## Directions for this task
Somewhere below is a line with "Point to the man in black" and, later, a line with "Target: seated guest"; repeat those two lines and all the lines between them, exactly as they are.
----
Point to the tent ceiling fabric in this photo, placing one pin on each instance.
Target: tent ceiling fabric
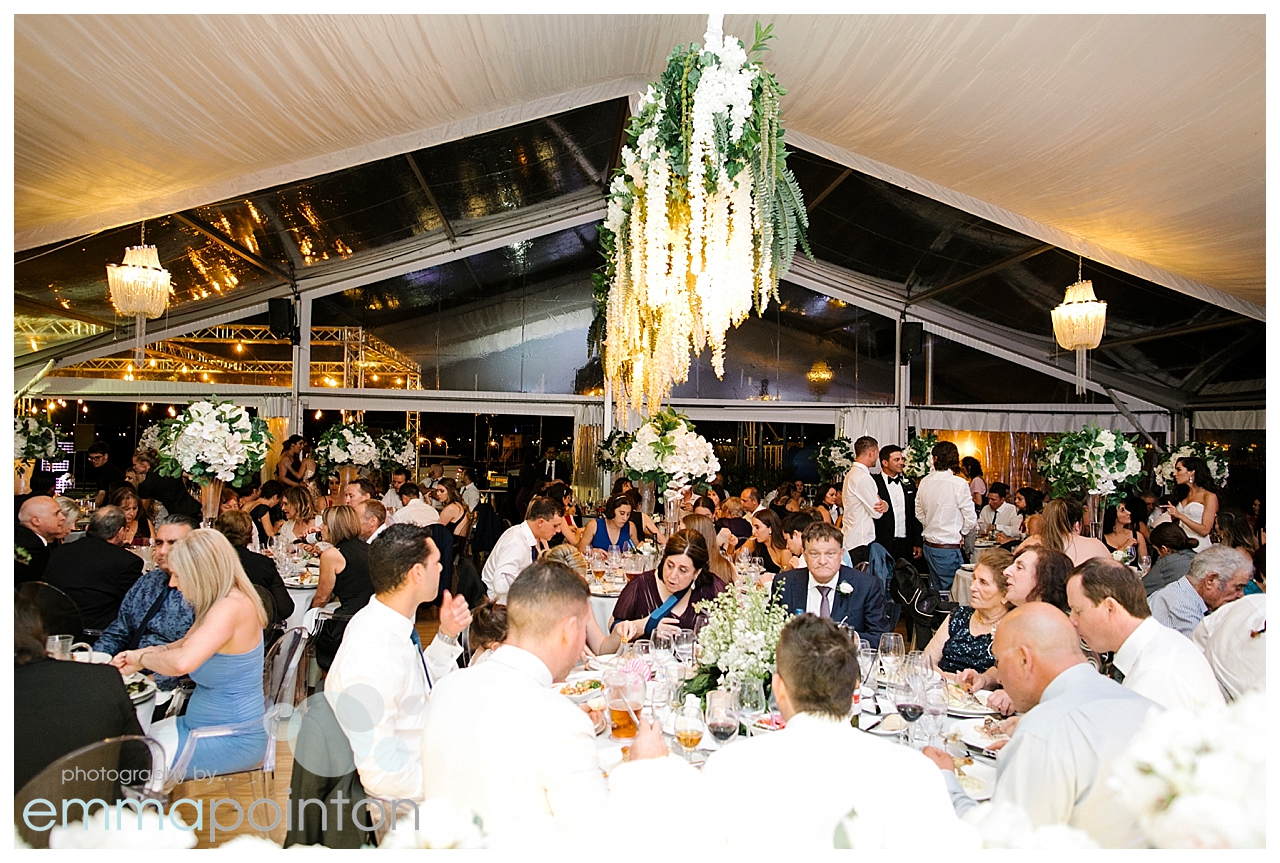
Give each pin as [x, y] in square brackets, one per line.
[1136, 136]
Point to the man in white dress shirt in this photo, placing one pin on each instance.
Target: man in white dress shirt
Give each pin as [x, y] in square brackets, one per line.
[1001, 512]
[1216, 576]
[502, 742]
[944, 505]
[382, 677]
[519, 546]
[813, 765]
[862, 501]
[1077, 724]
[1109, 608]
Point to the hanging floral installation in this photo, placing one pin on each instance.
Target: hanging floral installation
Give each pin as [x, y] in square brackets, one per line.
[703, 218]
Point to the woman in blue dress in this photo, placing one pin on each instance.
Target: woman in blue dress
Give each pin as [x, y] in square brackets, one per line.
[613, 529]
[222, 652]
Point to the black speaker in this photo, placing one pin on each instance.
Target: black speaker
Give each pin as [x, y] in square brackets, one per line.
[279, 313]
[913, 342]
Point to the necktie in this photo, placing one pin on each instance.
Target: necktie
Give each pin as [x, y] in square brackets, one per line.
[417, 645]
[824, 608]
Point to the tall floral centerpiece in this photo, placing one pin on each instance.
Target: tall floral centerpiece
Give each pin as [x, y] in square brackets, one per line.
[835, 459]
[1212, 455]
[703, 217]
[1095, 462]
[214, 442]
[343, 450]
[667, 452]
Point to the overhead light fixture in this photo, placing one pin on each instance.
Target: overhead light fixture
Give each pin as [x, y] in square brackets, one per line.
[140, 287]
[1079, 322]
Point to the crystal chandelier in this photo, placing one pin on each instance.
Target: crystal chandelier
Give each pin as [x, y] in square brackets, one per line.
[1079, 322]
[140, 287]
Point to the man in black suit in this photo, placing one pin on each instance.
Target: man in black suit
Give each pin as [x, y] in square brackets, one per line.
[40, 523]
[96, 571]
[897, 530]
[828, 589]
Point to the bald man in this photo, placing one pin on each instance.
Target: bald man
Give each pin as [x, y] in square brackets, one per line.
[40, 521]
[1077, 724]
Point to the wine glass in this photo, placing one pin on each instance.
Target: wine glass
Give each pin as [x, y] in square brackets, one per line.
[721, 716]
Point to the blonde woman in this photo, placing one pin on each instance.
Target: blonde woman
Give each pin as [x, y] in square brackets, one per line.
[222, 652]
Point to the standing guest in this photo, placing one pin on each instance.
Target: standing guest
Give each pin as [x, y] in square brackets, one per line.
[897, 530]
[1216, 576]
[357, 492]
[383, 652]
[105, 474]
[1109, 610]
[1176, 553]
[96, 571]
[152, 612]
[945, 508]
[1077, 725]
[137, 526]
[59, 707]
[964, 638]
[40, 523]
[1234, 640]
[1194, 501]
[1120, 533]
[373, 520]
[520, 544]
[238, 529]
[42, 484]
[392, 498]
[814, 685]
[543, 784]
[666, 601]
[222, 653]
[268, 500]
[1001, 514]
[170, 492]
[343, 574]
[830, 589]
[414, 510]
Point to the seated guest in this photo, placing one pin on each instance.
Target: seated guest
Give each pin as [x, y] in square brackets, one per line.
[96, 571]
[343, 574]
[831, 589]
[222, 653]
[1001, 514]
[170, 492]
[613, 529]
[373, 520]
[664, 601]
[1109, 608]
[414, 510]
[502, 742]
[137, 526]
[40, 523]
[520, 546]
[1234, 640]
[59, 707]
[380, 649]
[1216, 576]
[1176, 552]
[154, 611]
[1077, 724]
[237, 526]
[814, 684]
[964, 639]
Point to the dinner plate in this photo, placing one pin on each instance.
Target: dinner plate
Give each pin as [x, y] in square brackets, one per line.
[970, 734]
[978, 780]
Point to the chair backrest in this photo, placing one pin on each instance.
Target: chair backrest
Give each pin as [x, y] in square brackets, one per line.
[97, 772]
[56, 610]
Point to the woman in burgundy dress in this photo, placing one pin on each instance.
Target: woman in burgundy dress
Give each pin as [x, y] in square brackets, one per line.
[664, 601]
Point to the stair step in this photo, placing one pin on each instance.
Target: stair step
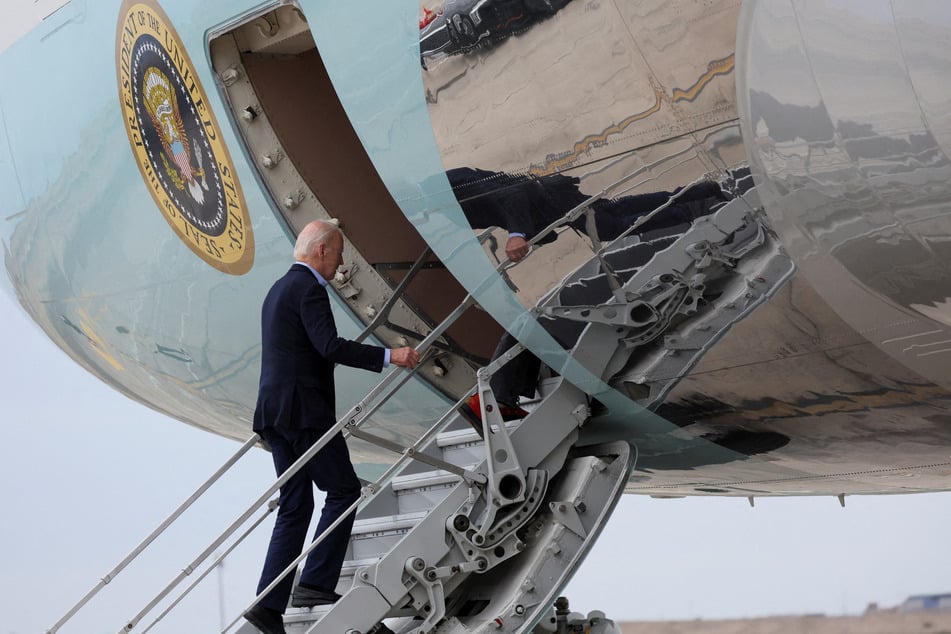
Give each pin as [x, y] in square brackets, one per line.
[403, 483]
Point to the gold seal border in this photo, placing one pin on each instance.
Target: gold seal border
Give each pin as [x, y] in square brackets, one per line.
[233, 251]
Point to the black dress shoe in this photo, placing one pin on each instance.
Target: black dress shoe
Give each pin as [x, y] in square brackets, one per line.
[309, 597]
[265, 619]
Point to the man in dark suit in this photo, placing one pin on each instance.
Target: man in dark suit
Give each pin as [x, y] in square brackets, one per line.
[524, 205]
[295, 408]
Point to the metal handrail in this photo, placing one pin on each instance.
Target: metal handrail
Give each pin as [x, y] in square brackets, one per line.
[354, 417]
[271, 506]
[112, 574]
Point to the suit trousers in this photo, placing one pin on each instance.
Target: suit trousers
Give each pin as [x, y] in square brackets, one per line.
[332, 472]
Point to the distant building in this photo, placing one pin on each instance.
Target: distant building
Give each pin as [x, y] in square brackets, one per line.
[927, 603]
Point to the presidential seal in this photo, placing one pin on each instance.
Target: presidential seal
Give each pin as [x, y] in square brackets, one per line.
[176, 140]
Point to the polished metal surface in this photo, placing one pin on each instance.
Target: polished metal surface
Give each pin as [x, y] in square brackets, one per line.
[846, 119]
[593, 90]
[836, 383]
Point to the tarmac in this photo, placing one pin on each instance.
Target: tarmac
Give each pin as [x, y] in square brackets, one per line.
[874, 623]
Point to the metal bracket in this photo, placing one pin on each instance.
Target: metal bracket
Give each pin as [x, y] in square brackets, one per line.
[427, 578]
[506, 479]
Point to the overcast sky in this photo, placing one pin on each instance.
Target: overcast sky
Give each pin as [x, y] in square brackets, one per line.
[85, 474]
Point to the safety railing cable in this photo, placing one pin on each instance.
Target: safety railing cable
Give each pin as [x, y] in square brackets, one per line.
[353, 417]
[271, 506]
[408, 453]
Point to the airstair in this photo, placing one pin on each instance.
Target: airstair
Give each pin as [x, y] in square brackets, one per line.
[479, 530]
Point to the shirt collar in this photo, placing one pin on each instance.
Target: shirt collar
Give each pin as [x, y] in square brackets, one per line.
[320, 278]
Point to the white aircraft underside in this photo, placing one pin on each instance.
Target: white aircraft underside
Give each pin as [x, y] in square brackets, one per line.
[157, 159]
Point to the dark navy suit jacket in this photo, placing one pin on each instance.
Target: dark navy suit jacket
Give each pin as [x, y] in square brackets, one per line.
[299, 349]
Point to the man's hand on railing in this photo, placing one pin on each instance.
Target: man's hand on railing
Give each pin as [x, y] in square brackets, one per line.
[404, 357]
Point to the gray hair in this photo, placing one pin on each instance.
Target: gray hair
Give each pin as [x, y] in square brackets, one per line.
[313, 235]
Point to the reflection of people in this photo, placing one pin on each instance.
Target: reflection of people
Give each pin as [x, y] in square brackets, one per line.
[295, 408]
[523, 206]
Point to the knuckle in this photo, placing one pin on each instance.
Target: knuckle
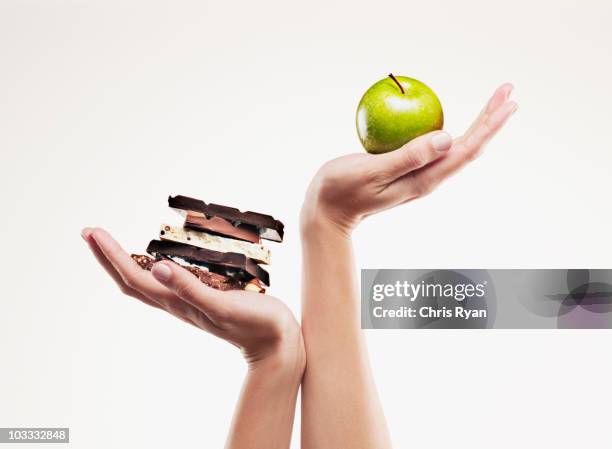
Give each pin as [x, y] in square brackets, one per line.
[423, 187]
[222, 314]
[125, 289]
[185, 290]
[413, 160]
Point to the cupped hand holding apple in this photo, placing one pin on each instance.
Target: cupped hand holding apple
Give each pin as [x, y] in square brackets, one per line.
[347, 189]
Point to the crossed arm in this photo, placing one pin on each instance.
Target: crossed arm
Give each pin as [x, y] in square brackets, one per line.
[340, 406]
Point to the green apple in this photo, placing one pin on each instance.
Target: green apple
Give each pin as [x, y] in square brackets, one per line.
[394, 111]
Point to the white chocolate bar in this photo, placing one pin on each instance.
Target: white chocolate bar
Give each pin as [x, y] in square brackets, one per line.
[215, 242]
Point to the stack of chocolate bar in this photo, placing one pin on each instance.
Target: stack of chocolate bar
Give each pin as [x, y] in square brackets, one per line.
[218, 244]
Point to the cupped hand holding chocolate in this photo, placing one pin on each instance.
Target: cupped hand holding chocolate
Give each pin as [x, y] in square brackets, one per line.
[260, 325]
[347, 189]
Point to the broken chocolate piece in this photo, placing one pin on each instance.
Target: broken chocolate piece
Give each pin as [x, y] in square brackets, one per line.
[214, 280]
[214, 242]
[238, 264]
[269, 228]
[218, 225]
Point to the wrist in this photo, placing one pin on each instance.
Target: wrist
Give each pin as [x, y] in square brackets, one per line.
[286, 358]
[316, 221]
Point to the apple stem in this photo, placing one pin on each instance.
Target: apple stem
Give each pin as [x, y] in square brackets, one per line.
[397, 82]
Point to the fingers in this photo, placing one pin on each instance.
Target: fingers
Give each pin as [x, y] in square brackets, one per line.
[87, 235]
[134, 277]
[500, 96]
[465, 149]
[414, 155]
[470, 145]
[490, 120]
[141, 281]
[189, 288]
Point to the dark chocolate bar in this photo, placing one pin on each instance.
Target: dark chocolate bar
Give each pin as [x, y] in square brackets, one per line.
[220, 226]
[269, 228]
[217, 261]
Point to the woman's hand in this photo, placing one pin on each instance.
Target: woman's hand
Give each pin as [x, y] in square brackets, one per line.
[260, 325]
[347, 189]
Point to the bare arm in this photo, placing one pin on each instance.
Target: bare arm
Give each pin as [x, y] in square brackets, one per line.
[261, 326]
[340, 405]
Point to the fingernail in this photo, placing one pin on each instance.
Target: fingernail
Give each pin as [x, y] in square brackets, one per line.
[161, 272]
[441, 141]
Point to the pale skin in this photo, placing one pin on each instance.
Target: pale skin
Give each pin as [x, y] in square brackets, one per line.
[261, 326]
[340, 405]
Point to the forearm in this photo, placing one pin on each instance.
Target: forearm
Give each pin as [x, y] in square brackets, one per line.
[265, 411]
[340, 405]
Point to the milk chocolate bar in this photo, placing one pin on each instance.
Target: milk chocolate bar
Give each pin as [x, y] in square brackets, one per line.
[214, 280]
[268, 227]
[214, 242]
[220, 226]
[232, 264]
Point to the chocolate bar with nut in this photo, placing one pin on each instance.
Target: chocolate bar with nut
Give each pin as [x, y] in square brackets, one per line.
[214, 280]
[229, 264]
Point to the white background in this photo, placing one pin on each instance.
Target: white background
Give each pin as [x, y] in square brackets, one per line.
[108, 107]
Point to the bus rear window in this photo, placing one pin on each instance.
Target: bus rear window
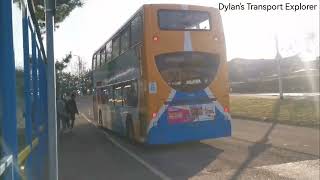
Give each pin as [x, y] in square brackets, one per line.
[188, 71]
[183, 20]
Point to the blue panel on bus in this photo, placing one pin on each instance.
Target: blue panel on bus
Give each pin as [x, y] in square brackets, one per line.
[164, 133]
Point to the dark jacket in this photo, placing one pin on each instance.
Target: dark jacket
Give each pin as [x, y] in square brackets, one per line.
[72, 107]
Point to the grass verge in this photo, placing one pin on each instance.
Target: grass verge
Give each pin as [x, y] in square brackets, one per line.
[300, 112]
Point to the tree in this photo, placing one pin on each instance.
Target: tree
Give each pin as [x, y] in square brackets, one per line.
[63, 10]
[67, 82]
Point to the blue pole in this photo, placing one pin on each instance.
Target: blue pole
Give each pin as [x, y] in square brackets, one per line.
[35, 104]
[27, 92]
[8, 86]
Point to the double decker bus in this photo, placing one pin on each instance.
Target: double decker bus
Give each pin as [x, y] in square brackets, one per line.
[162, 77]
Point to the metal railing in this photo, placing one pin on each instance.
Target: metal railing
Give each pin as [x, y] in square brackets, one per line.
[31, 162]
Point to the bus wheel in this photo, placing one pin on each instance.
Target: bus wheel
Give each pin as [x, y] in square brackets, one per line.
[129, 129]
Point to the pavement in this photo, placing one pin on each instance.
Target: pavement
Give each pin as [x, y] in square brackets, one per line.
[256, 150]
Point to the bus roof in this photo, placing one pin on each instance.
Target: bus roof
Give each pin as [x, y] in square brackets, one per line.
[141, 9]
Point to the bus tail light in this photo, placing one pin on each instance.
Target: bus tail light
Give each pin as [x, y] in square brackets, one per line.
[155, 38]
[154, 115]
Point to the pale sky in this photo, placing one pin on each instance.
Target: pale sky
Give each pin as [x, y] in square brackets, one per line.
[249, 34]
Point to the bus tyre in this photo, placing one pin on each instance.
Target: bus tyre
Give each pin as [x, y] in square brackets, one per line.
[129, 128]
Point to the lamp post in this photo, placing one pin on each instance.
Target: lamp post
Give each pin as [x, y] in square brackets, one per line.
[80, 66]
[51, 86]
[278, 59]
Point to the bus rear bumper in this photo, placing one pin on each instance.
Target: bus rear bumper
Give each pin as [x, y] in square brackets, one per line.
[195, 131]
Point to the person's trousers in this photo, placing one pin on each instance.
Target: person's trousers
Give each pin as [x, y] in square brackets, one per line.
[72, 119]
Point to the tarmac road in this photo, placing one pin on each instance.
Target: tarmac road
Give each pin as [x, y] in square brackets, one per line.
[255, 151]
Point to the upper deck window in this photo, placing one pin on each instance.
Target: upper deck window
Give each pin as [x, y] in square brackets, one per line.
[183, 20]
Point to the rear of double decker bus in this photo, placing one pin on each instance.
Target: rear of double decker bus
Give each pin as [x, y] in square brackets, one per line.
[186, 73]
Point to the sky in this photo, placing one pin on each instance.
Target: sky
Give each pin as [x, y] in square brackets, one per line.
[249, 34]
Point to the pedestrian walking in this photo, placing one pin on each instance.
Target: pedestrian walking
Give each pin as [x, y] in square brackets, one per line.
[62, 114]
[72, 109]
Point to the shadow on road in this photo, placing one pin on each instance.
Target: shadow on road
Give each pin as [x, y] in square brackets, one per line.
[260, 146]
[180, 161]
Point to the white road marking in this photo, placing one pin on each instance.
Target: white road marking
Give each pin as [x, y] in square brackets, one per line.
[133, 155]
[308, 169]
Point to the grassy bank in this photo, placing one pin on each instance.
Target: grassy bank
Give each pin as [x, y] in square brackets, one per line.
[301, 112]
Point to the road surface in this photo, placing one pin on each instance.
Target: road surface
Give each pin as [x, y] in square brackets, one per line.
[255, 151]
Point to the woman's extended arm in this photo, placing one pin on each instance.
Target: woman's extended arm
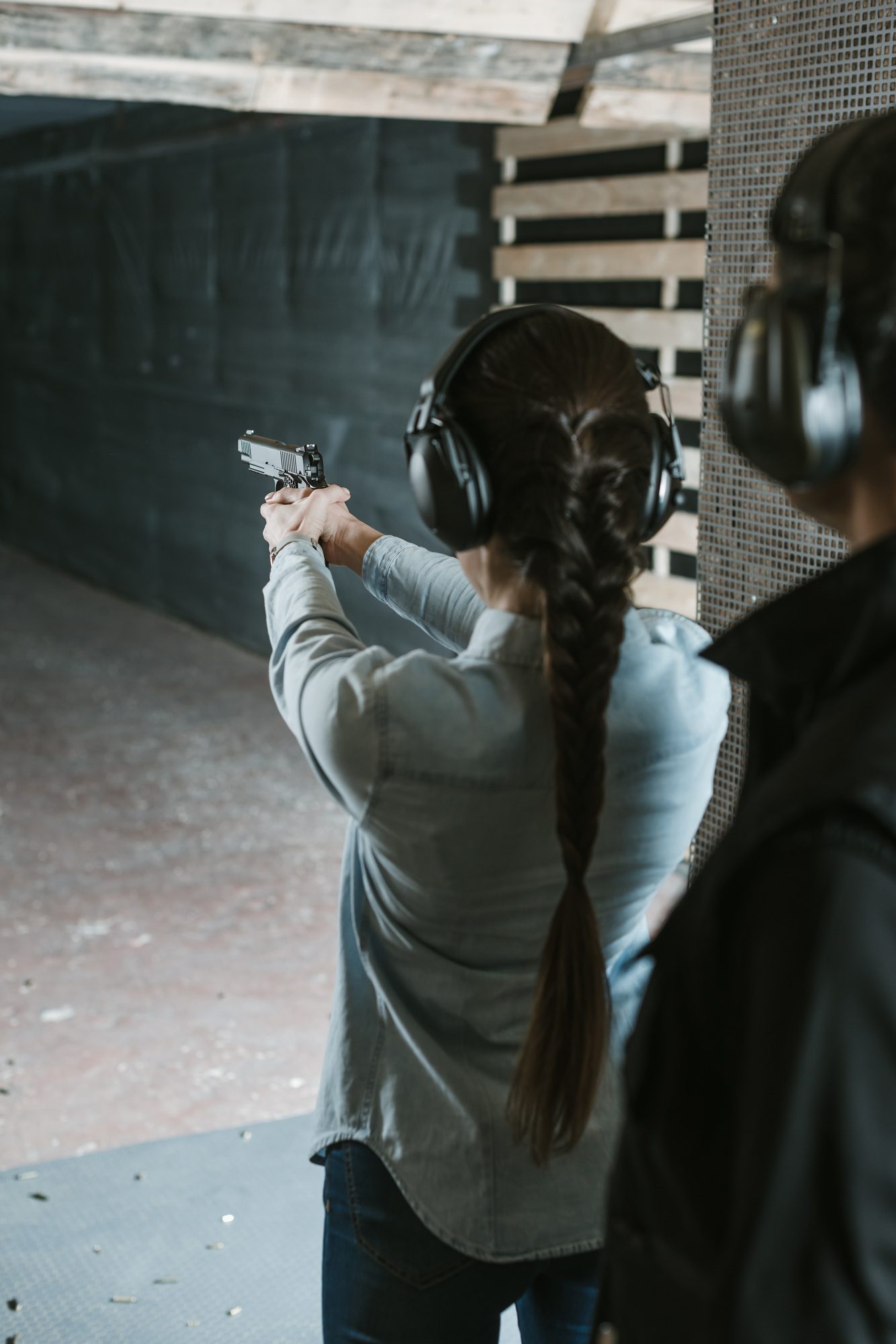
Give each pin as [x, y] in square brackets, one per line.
----
## Expected output
Point to the man in black suit in this photo, placing one pin on each instance.
Target: man in black suit
Give each pin as [x, y] in square brackets, one per line.
[40, 523]
[96, 571]
[897, 530]
[828, 589]
Point to the bald man in this photo, placing one pin on each instance.
Target: bald man
Give each pin as [x, y] in square brackets, one per line.
[40, 521]
[1077, 724]
Point to the wine glass in this photo, placing one pin on each instance.
Target: wine glass
Give each pin as [x, y] in square brackets, one per line.
[721, 716]
Point to the blonde woman in this photo, placing one pin on each instance.
Target: blonde woman
Give each pin as [x, y] in square brackets, one per line.
[222, 652]
Point to the standing guest in this photo, placing one pin on each instance.
Target: standing guest
Give each pin as [x, y] in square brackets, one per line.
[897, 530]
[1216, 576]
[357, 492]
[383, 652]
[105, 474]
[1109, 610]
[1176, 553]
[96, 571]
[152, 612]
[945, 508]
[1077, 725]
[137, 526]
[59, 707]
[964, 638]
[40, 523]
[1234, 640]
[1194, 501]
[1120, 533]
[373, 520]
[520, 544]
[238, 529]
[42, 484]
[392, 498]
[814, 685]
[543, 784]
[666, 601]
[222, 653]
[268, 500]
[1001, 514]
[170, 492]
[343, 574]
[830, 589]
[414, 510]
Point to the seated guest in this photo, placing one pin on each instance.
Target: seated guest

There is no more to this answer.